** BEGIN **

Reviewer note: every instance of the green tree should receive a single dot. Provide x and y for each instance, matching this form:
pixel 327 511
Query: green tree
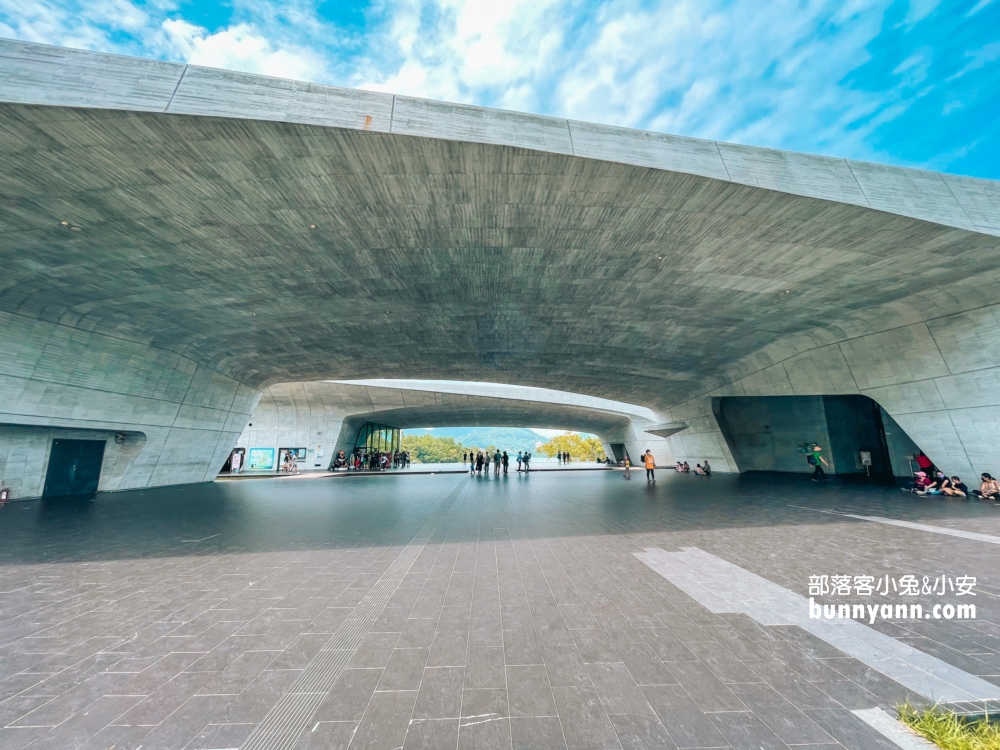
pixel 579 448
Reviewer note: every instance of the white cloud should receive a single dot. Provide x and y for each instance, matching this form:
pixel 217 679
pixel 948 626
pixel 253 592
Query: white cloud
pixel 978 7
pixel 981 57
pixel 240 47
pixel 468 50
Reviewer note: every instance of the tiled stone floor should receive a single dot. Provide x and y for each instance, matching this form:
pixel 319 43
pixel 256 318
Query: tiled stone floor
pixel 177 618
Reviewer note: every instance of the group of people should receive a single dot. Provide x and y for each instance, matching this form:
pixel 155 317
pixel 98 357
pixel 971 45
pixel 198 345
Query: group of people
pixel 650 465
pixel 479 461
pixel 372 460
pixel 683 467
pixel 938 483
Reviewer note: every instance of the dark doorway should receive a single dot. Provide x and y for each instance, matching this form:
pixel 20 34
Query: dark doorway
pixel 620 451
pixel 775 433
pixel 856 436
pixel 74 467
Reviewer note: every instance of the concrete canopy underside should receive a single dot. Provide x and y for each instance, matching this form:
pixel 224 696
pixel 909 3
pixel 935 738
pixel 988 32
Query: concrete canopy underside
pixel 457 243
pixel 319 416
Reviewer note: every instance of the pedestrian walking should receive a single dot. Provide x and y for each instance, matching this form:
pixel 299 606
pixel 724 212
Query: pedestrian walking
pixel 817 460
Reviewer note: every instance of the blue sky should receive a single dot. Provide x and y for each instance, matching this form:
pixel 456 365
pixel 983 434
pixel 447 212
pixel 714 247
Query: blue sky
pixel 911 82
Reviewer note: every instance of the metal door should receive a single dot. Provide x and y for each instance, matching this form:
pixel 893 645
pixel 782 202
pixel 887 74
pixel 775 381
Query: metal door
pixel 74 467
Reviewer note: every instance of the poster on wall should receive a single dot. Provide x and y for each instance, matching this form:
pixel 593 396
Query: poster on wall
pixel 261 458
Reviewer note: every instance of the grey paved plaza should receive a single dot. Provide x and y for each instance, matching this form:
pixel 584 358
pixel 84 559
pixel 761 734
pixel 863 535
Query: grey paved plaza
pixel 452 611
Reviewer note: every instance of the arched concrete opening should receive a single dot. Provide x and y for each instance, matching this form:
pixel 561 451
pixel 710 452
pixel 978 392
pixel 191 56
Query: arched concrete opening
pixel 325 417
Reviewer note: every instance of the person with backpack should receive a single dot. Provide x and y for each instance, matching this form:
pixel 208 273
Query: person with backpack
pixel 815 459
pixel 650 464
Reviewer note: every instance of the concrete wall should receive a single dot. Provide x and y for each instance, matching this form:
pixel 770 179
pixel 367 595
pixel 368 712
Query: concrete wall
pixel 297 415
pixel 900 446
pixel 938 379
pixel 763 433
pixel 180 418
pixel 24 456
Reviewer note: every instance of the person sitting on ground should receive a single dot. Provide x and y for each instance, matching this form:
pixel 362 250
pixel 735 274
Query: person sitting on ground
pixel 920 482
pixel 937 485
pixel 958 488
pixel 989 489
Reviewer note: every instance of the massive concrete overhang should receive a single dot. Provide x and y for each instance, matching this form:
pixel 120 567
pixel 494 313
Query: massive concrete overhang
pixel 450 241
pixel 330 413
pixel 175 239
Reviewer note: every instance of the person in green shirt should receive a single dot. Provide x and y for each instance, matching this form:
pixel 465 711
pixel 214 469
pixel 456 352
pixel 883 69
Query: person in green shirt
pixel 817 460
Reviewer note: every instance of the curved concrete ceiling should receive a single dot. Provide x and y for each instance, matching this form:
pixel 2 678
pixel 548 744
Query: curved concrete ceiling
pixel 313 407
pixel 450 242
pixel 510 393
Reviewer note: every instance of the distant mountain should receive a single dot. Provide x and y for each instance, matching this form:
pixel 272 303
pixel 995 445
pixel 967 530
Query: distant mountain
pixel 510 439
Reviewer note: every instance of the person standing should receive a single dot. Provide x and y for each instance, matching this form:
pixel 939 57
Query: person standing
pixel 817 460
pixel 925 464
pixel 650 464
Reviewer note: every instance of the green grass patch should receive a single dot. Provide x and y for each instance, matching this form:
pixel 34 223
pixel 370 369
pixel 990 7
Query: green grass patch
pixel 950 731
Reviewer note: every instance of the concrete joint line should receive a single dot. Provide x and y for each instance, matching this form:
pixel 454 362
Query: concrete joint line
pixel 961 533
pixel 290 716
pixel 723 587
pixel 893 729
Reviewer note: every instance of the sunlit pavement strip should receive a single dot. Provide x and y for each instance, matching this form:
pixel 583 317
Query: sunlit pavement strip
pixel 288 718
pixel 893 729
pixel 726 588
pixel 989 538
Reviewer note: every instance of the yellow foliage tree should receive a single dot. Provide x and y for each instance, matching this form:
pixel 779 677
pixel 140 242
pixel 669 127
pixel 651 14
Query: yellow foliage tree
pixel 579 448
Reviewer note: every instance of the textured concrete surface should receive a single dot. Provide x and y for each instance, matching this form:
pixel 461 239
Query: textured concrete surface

** END **

**TO DO**
Please rewrite the listing above with "Reviewer note" renamed to "Annotator note" everywhere and nothing else changed, and leave the pictures out.

**ANSWER TO THE TASK**
Annotator note: every instance of the green tree should receive a single dot. Provide x and y for each instance, matching this form:
pixel 327 511
Query: green tree
pixel 579 448
Annotator note: every instance of the white cloud should receive a single dot. Provide x and y for each instance, matching this form:
pixel 217 679
pixel 948 626
pixel 253 592
Query: white cloud
pixel 978 7
pixel 981 57
pixel 240 47
pixel 468 50
Annotator note: every instance of the tiled stone floor should receive a single dot. Provide x and y for each instance, matching this form:
pixel 319 43
pixel 256 318
Query: tiled stone floor
pixel 177 618
Annotator note: every instance of the group of people should receive a single dot. Provide x and y for each instance, matching this form:
pixel 155 317
pixel 98 357
pixel 971 45
pixel 198 345
Query: group of people
pixel 650 465
pixel 479 461
pixel 372 460
pixel 683 467
pixel 938 483
Annotator note: every instance of the dark doorway should receive a single dot. Provide x and y for each instance, matching this form:
pixel 20 34
Query: dark doorway
pixel 620 451
pixel 775 433
pixel 856 436
pixel 74 467
Annotator note: every instance of the concrete canopy underside should receive a single dot. Provide x and y for each instance, matching this form:
pixel 224 696
pixel 909 3
pixel 935 738
pixel 988 32
Query: concrete canopy underside
pixel 457 243
pixel 319 416
Annotator note: every instance of the pedestrian walking should receive a single dot. Provide x and y for each instance, matching this form:
pixel 299 606
pixel 724 212
Query: pedestrian walking
pixel 817 460
Annotator note: every instance of the blue sky should receive a single dot. Provide x and y for each instance, matching this form:
pixel 456 365
pixel 983 434
pixel 447 212
pixel 714 247
Query: blue sky
pixel 911 82
Annotator note: every instance of the metal door should receive a single dot. Provide x and y for each instance, matching this form:
pixel 893 645
pixel 782 202
pixel 887 74
pixel 775 381
Query: metal door
pixel 74 467
Annotator note: every instance of the poster on wall should receive a single dot. Provide x and y for each instance, matching this form:
pixel 593 396
Query: poster on wall
pixel 261 458
Annotator note: every instance of the grey paved plaza should receive a single dot. Provide x and y for each instance, matching this form:
pixel 584 358
pixel 84 559
pixel 761 734
pixel 863 535
Query: grey paved plaza
pixel 452 611
Annotator note: every instance of the arched concrete opening should receive a single dot. Provide x and y for each instance, matching this form:
pixel 561 451
pixel 710 452
pixel 978 392
pixel 191 56
Query: arched concrete opening
pixel 325 417
Annotator note: every instance of the person with backpack should receive a single dot. Provide x and y for each instance, matching this form:
pixel 208 273
Query: person with backpack
pixel 815 459
pixel 650 464
Annotator note: every instance of the concrete wall should receive a single dot. Provide x and y for each instance, matching this form:
pixel 770 179
pixel 367 595
pixel 368 712
Query: concrete wall
pixel 297 415
pixel 900 446
pixel 938 379
pixel 763 433
pixel 180 418
pixel 24 456
Annotator note: every instance of the person sitting on ground should receive a single dot. Provide x and y for each instance, matching this form:
pixel 362 250
pixel 735 274
Query: person sitting on ground
pixel 920 482
pixel 937 485
pixel 958 488
pixel 989 489
Annotator note: every instance of the massive concrete overhang should receive a single dot. Provide x and y for each instance, matching this form:
pixel 120 567
pixel 494 313
Query: massive concrete overhang
pixel 450 241
pixel 330 413
pixel 175 239
Annotator note: every instance of the person in green shirt should receive a single dot. Provide x and y for each instance, matching this form:
pixel 465 711
pixel 214 469
pixel 456 352
pixel 883 69
Query: person in green shirt
pixel 817 460
Annotator note: every instance of the curved concrete ceiling should receive a single dot. Provide x and y for each instance, matching this form:
pixel 2 678
pixel 548 744
Query: curved concrete ceiling
pixel 313 407
pixel 450 242
pixel 510 393
Annotator note: every instance of the distant mountain should receive a single dot. Provide x and y for each instance, matching this form:
pixel 272 303
pixel 995 445
pixel 967 530
Query: distant mountain
pixel 510 439
Annotator note: every instance of the person standing should receive a single dot. Provide x and y for each instance, matching this form:
pixel 939 57
Query: person standing
pixel 817 460
pixel 925 464
pixel 650 464
Annotator note: every instance of the green grass patch should receive a single dot. Provide x and y for each instance, matching this form:
pixel 34 223
pixel 370 369
pixel 990 7
Query: green grass patch
pixel 950 731
Annotator note: every instance of the concrete joint line should receive a single dot. Provide x and y for each instance, matching this form:
pixel 454 362
Query: concrete joint line
pixel 961 533
pixel 290 716
pixel 723 587
pixel 893 729
Annotator note: every instance of the sunlit pavement strip should receive a single dot. Provide x and y for each instance, matching this form:
pixel 583 317
Query: sunlit pavement strip
pixel 288 718
pixel 893 729
pixel 726 588
pixel 989 538
Annotator note: every instance of the yellow foliage tree should receive a single dot. Provide x and y for each instance, matching this form:
pixel 779 677
pixel 140 242
pixel 669 127
pixel 651 14
Query: yellow foliage tree
pixel 579 448
Annotator note: every instance of the textured concrete surface should receive a single dot. Provide x and y for each instance, matching this form:
pixel 461 239
Query: textured concrete surface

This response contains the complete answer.